Reproduce the records word for word, starting at their first line and ending at the line that contains "M84 0L97 14L104", with both of those lines included.

-- begin DATA IN THIS EXERCISE --

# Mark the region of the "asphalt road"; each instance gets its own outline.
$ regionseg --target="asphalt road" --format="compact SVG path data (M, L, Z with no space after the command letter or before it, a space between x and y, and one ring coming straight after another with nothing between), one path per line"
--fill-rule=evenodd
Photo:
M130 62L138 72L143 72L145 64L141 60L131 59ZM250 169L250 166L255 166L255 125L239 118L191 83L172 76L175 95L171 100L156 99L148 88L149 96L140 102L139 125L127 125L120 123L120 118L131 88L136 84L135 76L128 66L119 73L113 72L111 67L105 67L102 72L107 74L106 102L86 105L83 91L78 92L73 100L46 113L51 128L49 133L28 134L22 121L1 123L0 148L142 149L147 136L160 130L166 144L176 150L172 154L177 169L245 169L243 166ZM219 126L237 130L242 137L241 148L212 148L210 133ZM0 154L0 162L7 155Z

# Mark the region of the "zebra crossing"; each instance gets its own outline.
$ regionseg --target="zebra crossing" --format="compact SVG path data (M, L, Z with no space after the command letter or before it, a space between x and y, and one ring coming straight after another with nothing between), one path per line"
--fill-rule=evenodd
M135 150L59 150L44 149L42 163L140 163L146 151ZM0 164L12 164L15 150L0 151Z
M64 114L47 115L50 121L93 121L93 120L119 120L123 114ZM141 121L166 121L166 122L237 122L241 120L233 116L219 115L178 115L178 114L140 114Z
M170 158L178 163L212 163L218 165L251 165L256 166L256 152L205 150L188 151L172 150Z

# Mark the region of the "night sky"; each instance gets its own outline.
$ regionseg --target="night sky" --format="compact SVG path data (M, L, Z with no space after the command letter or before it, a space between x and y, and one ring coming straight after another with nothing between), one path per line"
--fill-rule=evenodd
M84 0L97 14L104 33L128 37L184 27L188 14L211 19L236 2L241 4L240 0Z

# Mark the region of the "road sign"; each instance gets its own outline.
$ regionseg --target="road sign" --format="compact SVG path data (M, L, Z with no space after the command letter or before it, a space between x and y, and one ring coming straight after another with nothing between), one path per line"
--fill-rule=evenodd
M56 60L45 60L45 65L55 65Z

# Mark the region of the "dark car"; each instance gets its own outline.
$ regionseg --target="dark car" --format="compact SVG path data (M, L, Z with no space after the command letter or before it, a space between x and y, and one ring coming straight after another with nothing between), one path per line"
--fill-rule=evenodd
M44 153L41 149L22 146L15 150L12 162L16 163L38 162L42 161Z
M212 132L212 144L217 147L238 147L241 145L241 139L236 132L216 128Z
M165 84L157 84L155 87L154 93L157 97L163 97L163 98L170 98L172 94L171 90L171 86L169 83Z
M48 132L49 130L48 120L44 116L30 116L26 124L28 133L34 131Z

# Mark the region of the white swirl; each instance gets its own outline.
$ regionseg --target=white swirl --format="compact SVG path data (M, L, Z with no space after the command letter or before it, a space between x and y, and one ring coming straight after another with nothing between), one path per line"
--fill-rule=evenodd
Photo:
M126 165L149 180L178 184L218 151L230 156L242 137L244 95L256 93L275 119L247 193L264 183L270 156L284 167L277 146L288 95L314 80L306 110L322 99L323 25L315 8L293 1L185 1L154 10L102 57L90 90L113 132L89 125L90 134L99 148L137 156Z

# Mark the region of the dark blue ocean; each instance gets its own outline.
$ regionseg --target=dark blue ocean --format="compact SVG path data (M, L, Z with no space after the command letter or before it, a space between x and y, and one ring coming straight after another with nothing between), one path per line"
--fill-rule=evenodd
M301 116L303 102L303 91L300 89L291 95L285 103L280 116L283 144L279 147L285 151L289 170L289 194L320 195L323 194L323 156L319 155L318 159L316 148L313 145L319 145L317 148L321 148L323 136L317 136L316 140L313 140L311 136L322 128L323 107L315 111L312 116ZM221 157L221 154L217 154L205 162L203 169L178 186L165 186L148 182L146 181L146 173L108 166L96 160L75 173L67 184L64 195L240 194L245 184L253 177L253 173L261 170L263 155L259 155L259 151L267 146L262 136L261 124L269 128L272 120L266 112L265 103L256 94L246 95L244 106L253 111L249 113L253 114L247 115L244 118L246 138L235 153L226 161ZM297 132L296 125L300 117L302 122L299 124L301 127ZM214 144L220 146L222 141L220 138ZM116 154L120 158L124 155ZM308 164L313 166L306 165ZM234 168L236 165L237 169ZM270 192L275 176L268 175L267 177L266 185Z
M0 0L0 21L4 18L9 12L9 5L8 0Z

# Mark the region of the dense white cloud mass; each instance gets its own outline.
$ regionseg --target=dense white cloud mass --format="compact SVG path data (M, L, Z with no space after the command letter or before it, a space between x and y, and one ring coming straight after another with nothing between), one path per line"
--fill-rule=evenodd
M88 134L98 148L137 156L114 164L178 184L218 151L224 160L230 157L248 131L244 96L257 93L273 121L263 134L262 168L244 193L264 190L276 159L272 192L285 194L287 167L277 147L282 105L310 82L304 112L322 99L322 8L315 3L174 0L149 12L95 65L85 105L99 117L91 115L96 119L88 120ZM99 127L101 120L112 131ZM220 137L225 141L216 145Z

-- end DATA IN THIS EXERCISE --

= EXPECTED ANSWER =
# Mark the region of the "asphalt road"; each instance gets its own outline.
$ regionseg --target="asphalt road" --format="compact SVG path data (M, L, Z with no space after the command letter or before it, a space between x and y, and one ring coming straight after another with nothing between), one path per line"
--fill-rule=evenodd
Photo:
M130 62L138 72L143 72L145 64L141 60L131 59ZM250 169L250 166L255 166L255 125L239 118L191 83L172 76L175 95L171 100L156 99L148 88L149 96L140 102L139 125L127 125L120 123L120 118L131 88L136 84L135 76L128 66L119 73L113 72L111 67L105 67L102 72L107 74L106 102L86 105L83 91L78 92L73 100L46 113L51 128L49 133L28 134L22 121L1 123L0 148L142 149L147 136L160 130L166 144L176 150L172 154L177 169L245 169L243 166ZM219 126L237 130L242 137L241 148L212 148L210 133ZM0 154L0 162L7 155Z

# Mark the region of the "zebra crossing"; each instance gets its own outline.
$ regionseg --target="zebra crossing" --format="compact SVG path data (M, L, Z with no space after the command letter or before it, a space between x and y, and one ring coming straight after another with nothing between), one path per line"
--fill-rule=evenodd
M135 150L59 150L44 149L42 163L140 163L146 151ZM0 164L12 164L15 150L0 151Z
M64 114L47 115L50 121L93 121L93 120L119 120L123 114ZM141 121L166 121L166 122L237 122L241 120L233 116L219 115L178 115L178 114L140 114Z
M170 158L178 163L212 163L218 165L251 165L256 166L256 152L205 150L188 151L172 150Z

# Mark the region of the "night sky"; each instance gets its own outline.
$ regionseg --target="night sky" --format="compact SVG path data (M, L, Z with no space after the command letter or before it, a space between x and y, and one ring coming straight after another with nothing between), one path per line"
--fill-rule=evenodd
M84 0L97 14L104 33L128 37L184 27L188 14L211 19L236 2L241 4L240 0Z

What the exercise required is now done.